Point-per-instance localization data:

☆ ☆ ☆ ☆

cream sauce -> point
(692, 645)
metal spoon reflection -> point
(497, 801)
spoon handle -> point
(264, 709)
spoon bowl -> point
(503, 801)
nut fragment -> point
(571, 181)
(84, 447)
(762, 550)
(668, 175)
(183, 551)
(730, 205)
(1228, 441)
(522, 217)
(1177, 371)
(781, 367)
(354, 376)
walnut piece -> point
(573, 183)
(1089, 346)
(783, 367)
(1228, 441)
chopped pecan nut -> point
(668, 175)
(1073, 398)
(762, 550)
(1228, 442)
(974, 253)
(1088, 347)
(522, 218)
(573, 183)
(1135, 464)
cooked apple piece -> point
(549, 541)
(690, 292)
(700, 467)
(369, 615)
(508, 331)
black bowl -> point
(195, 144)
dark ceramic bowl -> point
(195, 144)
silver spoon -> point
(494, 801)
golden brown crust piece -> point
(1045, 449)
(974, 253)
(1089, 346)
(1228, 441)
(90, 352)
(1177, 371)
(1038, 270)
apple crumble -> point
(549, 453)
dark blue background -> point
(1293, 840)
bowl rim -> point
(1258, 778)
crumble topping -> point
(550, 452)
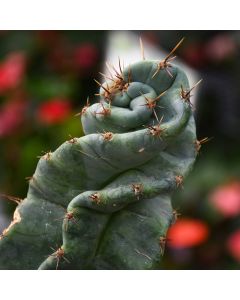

☆ ☆ ☆ ☆

PROBLEM STATEMENT:
Without the pictures, repeat every record above exactly as written.

ANSWER TO THE EXERCISE:
cream sauce -> point
(692, 645)
metal spoon reflection -> point
(497, 801)
spoon handle -> point
(264, 709)
spoon bowl -> point
(503, 801)
nut fragment -> point
(571, 181)
(84, 447)
(762, 550)
(668, 175)
(183, 551)
(730, 205)
(1228, 441)
(522, 217)
(1177, 371)
(781, 367)
(354, 376)
walnut piece -> point
(573, 183)
(1089, 346)
(783, 367)
(1228, 441)
chopped pecan nut -> point
(668, 175)
(1073, 398)
(762, 550)
(1228, 442)
(974, 253)
(1088, 347)
(522, 218)
(573, 183)
(1135, 464)
cooked apple piece -> point
(549, 541)
(690, 292)
(700, 467)
(369, 615)
(508, 331)
black bowl -> point
(195, 144)
dark ceramic bowl -> point
(195, 144)
silver spoon -> point
(494, 801)
golden brown crust piece -> point
(1045, 449)
(974, 253)
(1089, 346)
(1228, 441)
(90, 352)
(1177, 371)
(1038, 270)
apple crumble -> point
(549, 453)
dark blue background -> point
(1293, 840)
bowl rim -> point
(1258, 778)
crumble topping -> point
(550, 452)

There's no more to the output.